===== Excerpted data

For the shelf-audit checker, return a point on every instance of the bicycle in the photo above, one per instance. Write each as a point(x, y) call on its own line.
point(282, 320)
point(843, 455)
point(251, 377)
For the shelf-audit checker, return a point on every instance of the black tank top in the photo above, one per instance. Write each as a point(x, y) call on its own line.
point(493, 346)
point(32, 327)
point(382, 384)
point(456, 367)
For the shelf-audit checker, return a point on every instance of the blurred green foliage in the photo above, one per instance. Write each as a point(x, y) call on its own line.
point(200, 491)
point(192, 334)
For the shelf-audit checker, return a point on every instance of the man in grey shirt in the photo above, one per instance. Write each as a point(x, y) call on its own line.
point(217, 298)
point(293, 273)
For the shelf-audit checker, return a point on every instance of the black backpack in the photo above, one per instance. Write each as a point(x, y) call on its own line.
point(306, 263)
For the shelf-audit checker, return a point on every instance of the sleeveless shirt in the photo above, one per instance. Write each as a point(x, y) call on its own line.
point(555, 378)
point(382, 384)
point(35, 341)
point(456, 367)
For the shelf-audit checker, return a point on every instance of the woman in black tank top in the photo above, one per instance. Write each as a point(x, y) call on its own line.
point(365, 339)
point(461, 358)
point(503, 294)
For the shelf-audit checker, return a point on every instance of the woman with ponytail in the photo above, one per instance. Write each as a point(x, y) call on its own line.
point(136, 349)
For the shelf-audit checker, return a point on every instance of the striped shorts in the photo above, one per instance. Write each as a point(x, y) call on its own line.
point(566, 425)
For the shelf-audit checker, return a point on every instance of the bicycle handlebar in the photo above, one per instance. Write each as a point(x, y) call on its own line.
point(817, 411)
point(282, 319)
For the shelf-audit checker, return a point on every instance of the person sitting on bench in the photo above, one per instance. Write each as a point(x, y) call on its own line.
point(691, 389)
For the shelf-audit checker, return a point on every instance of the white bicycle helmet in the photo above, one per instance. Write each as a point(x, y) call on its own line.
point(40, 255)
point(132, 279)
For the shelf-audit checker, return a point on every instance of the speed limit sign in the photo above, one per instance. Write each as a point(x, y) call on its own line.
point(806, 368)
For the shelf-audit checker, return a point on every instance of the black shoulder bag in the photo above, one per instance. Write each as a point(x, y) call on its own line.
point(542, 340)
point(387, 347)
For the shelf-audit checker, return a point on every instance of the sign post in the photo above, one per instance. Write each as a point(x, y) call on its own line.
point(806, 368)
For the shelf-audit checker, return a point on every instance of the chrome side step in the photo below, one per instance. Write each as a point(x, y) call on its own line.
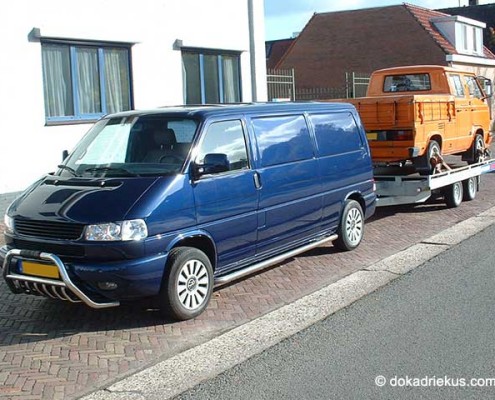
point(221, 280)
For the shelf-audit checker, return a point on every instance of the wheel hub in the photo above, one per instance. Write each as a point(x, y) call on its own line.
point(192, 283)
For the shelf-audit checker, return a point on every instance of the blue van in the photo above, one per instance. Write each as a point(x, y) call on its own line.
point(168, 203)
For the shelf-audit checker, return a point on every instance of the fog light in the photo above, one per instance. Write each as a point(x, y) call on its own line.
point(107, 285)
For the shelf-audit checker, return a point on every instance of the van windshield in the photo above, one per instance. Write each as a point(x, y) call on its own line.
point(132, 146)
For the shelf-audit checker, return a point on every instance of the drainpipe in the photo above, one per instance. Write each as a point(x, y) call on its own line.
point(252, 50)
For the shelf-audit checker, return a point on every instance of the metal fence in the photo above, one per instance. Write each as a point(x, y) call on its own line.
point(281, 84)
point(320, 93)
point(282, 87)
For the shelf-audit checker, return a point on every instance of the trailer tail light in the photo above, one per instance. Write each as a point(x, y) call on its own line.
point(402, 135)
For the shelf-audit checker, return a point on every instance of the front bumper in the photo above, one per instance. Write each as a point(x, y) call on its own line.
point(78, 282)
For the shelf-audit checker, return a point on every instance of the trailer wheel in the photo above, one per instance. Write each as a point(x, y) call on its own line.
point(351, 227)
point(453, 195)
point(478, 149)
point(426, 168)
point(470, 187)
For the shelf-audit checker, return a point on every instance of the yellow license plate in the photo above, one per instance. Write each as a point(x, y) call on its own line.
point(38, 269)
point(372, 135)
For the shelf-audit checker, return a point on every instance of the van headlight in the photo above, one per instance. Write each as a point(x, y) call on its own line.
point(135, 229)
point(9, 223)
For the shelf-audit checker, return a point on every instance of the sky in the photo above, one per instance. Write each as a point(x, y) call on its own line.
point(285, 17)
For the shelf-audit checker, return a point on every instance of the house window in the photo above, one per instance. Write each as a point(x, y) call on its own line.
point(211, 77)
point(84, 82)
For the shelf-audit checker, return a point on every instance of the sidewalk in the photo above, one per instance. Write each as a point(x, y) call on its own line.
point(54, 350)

==========

== Required task ==
Please copy all of the records above word for word, and leave the pictures out of your answer.

== Result of the task ==
For the shelf-audit checker, return a point on every instance of the bicycle in the photo above, one per instance. Write each as a point(x, y) call on its own line.
point(282, 320)
point(843, 455)
point(251, 377)
For the shelf-audit checker, return a point on every instance of the black tank top in the photo above, one per instance. Write each as a point(x, y) call on its own line.
point(493, 346)
point(32, 327)
point(382, 384)
point(456, 367)
For the shelf-audit checker, return a point on every instance of the blurred green foliage in the photo above, one per instance. Write each as a point(x, y) call on its own line.
point(200, 491)
point(192, 334)
For the shelf-audit checker, return a point on every instance of the man in grey shirt in the photo above, one per instance. Write each as a point(x, y) call on its own line.
point(217, 298)
point(293, 273)
For the shelf-audit checker, return a point on every instance of the black backpack in the photo above, one per instance. Write each as a point(x, y) call on its own line.
point(306, 263)
For the shelf-audit checker, return a point on every instance of the sleeveless shirt in the photo above, one per instance. Write each as a point(x, y) call on its own line.
point(555, 378)
point(382, 384)
point(35, 341)
point(456, 367)
For the shelf-audit checker, return a point on every instance of the woman in black tank top in the photo above, one per instance. Write each as a point(x, y) call on its own line.
point(365, 339)
point(461, 358)
point(503, 294)
For the shelf-audit checker, return a point on every instance of the woman with ponytail in the photo above, one per instance. Write each as a point(x, y) call on its own line.
point(136, 349)
For the shelf-audit checker, return a point on every instance of the striped shorts in the photo above, one per instance. Write each as a point(x, y) call on its own line.
point(566, 425)
For the shelf-audit checker, return a point on every instance of the bicycle handlebar in the photo above, one per instance. Write each as a point(x, y) call on its own line.
point(817, 411)
point(282, 319)
For the shelf-audit checker, return a point on every instance of the person sitting on bench in the photo above, one per instance. Write each as a point(x, y) call on its own line.
point(691, 389)
For the shelf-audit checker, return a point on every instance of the white bicycle helmet in the photo above, one per instance. Write each as a point(x, y) call on its own line.
point(40, 255)
point(132, 279)
For the shelf-audit checker, return a point on every instance of the speed limit sign in the photo above, one per instance. Write each as a point(x, y) call on its own line.
point(806, 368)
For the shelf-audit checker, return a point on every instance of the black shoulder bag in the photo above, one per instance. Write each as a point(x, y) call on its own line.
point(542, 340)
point(387, 347)
For the shelf-audit checker, return a point on every instance of the sign post in the photo above, one per instance. Write each as a point(x, y) call on its own line.
point(806, 368)
For the shelf-audit checker, return a point on every instance of the chrome side step in the photo below, one per instance. Write each as a point(x, y) call on its own line.
point(221, 280)
For the shelf-audit checker, return a point on every instance of the wheel hub in the photo above, one per instance. Write each as a point(x, y) call on its own line.
point(192, 283)
For the shelf-audit checker, return a point on every instance of the blue van in the photo above, one per instance. Write each as a point(x, y) call on its own line.
point(168, 203)
For the shelf-audit checker, return a point on every instance of the fog light in the photo above, one per instance. Write each as a point(x, y) call on its own line.
point(107, 285)
For the shelf-audit checker, return a point on every instance of the van windshield in the photo above, one per instance. Write each as a point(x, y) call on its own line.
point(132, 146)
For the shelf-audit checker, return a point on every instance of the drainpipe in the photo above, one per instance. Write each as a point(x, y) call on its own line.
point(252, 50)
For the shelf-audit checker, return a point on every instance of the metal fence in the photo above, one per instance. Write each as a point(x, y) call on its own line.
point(281, 84)
point(320, 93)
point(282, 87)
For the shelf-audit checker, return a point on every instance of the trailer tail light in the photo above, one per instance. Write each as a point(x, y) call on its own line.
point(402, 135)
For the shelf-audit checker, return a point on every instance of the front bumper in the photo above, one per instance. Write each as a point(x, y) call on its own line.
point(78, 282)
For the shelf-audit checker, return a point on every instance of the trailer wheel in the photo above, one per instance. Write each as a point(x, y) call on its own line.
point(351, 227)
point(453, 195)
point(478, 149)
point(426, 168)
point(470, 187)
For the shelf-audit checker, return a point on every instance of the yellow license plate in the photo above, one per instance. Write each as a point(x, y) call on its own line.
point(38, 269)
point(372, 135)
For the shelf-audit checker, return a point on every instance of the van headlight in the photo above, one per instance. Write each as a point(x, y) call on its own line.
point(135, 229)
point(9, 223)
For the shelf-audit checker, return a point on every instance of the sky in the photo above, one per instance. Write each as a point(x, y) call on its own line.
point(285, 17)
For the shelf-audit checker, return a point on every instance of the house window in the photo above, one per instance. Write each as a point(x, y) call on its own line.
point(211, 77)
point(84, 82)
For the shelf-audit checker, return a point on every instance of the sidewalk in the photo above, one per instance. Write each as a point(x, y) call on its own line.
point(54, 350)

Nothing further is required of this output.